### What the task requires
Rewrite the data below, changing every "turning-movement log" to "annotation log" and keeping everything else the same. Leave the pictures out of your version.

### Entries
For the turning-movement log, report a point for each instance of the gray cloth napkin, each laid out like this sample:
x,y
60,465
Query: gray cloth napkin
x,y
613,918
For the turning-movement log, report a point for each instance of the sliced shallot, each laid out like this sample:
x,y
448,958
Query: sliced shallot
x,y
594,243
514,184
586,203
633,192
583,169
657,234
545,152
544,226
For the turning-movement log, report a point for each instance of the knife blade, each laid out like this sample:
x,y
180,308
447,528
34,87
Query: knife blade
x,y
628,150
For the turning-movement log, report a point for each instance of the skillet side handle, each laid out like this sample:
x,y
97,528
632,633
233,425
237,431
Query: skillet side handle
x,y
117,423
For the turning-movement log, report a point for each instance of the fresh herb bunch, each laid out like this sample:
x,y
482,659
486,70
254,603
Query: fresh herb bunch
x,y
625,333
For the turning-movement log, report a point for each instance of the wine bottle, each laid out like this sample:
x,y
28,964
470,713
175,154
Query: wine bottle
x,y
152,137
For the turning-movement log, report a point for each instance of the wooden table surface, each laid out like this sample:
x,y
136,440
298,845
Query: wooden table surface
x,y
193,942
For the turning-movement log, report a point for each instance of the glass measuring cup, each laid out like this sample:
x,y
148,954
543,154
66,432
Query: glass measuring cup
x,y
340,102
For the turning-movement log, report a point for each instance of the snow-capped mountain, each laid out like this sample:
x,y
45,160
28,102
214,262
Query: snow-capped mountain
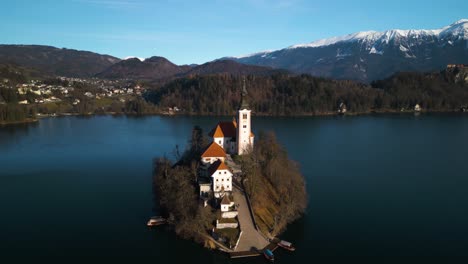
x,y
371,55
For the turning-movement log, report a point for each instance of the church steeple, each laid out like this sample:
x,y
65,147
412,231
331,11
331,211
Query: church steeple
x,y
244,102
244,131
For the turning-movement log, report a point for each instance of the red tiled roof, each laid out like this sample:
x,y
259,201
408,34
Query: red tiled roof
x,y
224,129
213,151
226,200
217,165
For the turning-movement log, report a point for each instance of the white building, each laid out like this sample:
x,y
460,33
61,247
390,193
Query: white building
x,y
213,153
225,134
221,178
236,137
417,108
245,137
226,204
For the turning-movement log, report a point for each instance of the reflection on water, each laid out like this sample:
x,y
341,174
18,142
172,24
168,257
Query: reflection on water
x,y
386,185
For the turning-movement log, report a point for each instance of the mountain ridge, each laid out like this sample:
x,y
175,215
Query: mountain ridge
x,y
56,61
371,55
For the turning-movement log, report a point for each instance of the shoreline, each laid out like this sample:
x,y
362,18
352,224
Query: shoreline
x,y
379,112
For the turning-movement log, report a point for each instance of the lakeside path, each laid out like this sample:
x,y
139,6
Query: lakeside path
x,y
251,239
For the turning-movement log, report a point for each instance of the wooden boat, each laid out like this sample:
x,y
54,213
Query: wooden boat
x,y
156,220
268,254
286,245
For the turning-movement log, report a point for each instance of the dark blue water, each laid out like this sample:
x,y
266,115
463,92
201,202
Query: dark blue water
x,y
381,188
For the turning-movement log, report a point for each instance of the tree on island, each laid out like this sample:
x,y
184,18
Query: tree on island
x,y
274,183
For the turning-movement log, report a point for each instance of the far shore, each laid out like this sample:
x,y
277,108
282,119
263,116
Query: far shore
x,y
386,111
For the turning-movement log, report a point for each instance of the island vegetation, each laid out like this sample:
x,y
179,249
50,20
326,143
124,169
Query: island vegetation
x,y
273,182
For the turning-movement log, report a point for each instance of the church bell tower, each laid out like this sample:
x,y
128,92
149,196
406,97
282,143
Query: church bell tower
x,y
244,130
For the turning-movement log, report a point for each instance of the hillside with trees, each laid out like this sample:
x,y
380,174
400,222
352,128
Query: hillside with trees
x,y
289,95
274,183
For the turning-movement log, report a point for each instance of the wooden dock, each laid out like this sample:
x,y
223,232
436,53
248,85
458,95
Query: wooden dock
x,y
245,254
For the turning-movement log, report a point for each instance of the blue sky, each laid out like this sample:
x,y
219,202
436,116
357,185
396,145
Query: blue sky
x,y
199,31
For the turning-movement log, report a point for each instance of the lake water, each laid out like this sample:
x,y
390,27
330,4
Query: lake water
x,y
381,188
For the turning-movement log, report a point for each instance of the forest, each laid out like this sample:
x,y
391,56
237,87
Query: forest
x,y
287,95
273,182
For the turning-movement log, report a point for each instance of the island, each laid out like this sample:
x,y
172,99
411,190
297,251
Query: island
x,y
229,193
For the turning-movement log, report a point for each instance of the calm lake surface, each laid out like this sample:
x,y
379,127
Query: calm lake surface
x,y
381,188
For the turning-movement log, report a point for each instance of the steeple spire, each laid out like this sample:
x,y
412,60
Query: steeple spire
x,y
244,103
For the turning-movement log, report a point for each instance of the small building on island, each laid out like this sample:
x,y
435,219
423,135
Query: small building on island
x,y
221,178
232,137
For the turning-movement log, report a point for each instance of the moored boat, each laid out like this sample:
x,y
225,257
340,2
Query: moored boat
x,y
286,245
155,221
268,254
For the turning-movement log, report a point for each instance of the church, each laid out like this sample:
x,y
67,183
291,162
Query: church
x,y
233,137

### Answer for this exercise
For the annotation log, report a point for each instance of the gray cloth napkin, each laid out like this sample:
x,y
60,465
Query: gray cloth napkin
x,y
613,918
For the annotation log, report a point for each instance of the sliced shallot, each laid out like this sample:
x,y
448,958
Query: sliced shallot
x,y
594,243
514,184
586,203
633,192
583,169
657,234
545,152
544,226
For the annotation log, report a point for each instance of the knife blade, each laid out like this sample:
x,y
180,308
447,528
34,87
Query: knife blade
x,y
628,150
For the annotation log, report a point for each instance of the skillet side handle, each laid out like this sample:
x,y
97,528
632,633
233,425
237,431
Query: skillet side handle
x,y
117,423
For the annotation log, report a point for each instance of the fresh herb bunch, each laid out like this sample:
x,y
482,659
486,70
254,603
Query: fresh herb bunch
x,y
625,333
For the annotation log, report a point for each instance of the wine bottle, each laid out like this sample:
x,y
28,964
470,713
175,154
Query: wine bottle
x,y
152,137
For the annotation log, report a point for each instance of the wooden table surface, each laid out like this sample:
x,y
136,440
298,845
Query: wooden table surface
x,y
193,942
For the annotation log, report a point for each instance of the glass measuring cup, each laid out like this sample:
x,y
148,954
543,154
66,432
Query: glass measuring cup
x,y
340,102
For the annotation log, report a point for each instance of the snow-capped mountain, each laid out like this sample:
x,y
45,160
28,102
214,262
Query: snow-capped mountain
x,y
371,55
For the annotation log, report a point for each instance of the church steeple, each laid out like this sample:
x,y
65,147
412,231
331,11
331,211
Query: church steeple
x,y
244,102
244,131
For the annotation log, report a point for each instance of the red tiled roof, each laid out like this sample:
x,y
259,201
408,34
Query: red tiled roof
x,y
224,129
213,151
226,200
217,165
For the annotation log, report a point for each instance of the white building, each laid out like this sample:
x,y
460,33
61,247
390,193
Query: white building
x,y
213,153
225,134
221,178
236,137
417,108
245,137
226,204
For the annotation log, report a point for each instance of the reflection on water, each laid out like this sample:
x,y
341,174
18,142
172,24
168,257
Query: reflection on water
x,y
386,185
For the annotation log, report a point for each instance of the mountain ridge, each laid out like this sample:
x,y
175,215
Query: mountain ridge
x,y
56,61
371,55
For the annotation log, report a point for each instance of the shoreline, each laid out like this sample:
x,y
362,18
352,224
Query: shoreline
x,y
379,112
For the annotation log, report a point for each instance of the lakeside path, each laid out like this sample:
x,y
139,6
Query: lakeside path
x,y
251,239
For the annotation log, report a point for each instance of the wooden boat, each laid out like this sample:
x,y
54,213
Query: wooden boat
x,y
156,220
268,254
286,245
For the annotation log, report a point for each instance of the dark blue water, each laid out like this sample:
x,y
266,115
463,92
201,202
Query: dark blue water
x,y
381,188
For the annotation log, report a point for each instance of the tree on island, each laid out like this sample:
x,y
184,18
Query: tree on island
x,y
274,183
For the annotation log, report a point for each instance of the far shore, each laid out like this sample:
x,y
277,108
282,119
263,116
Query: far shore
x,y
386,111
For the annotation log, report a point for each instance of the island vegetation, each laid out like this sample:
x,y
179,249
50,20
326,143
124,169
Query: island vegetation
x,y
273,182
For the annotation log, report a point for each instance of the church bell tower, each laid out like this sample:
x,y
128,92
149,196
406,97
282,143
Query: church bell tower
x,y
244,130
For the annotation log, report a point for each instance of the hillside with trees, each laid out like this sample:
x,y
380,174
400,222
352,128
Query: hillside with trees
x,y
289,95
274,183
For the annotation log, report a point for each instance of the wooden dock, each laid out like this sample:
x,y
223,232
436,53
248,85
458,95
Query: wooden dock
x,y
245,254
For the annotation log, report a point for each instance of the blue sky, each laid out like this sample:
x,y
219,202
436,116
357,185
396,145
Query: blue sky
x,y
199,31
For the annotation log, report a point for each instance of the lake water, each laid out like this sample:
x,y
390,27
330,4
Query: lake water
x,y
381,188
For the annotation log, report a point for each instance of the forest, each laid out like this sample:
x,y
391,56
237,87
Query: forest
x,y
287,95
273,182
For the annotation log, report a point for each instance of the island, each laid out like this sample:
x,y
172,99
411,190
297,251
Query: island
x,y
229,193
For the annotation log, report a point for each instance of the calm lake surface, each laid out like this sample:
x,y
379,127
Query: calm lake surface
x,y
381,188
For the annotation log, report a point for each instance of the steeple spire, each laid out like this sample:
x,y
412,60
Query: steeple spire
x,y
244,103
For the annotation log, report a point for each instance of the small building on island, each laid out like this sample:
x,y
435,219
423,135
Query: small building on island
x,y
221,178
232,137
For the annotation log, report a point for each instance of the moored boat, each laid out like this sample:
x,y
225,257
340,2
Query: moored boat
x,y
286,245
155,221
268,254
For the annotation log, report a point for each instance of the church, each laid out like this sample:
x,y
67,183
291,162
Query: church
x,y
233,137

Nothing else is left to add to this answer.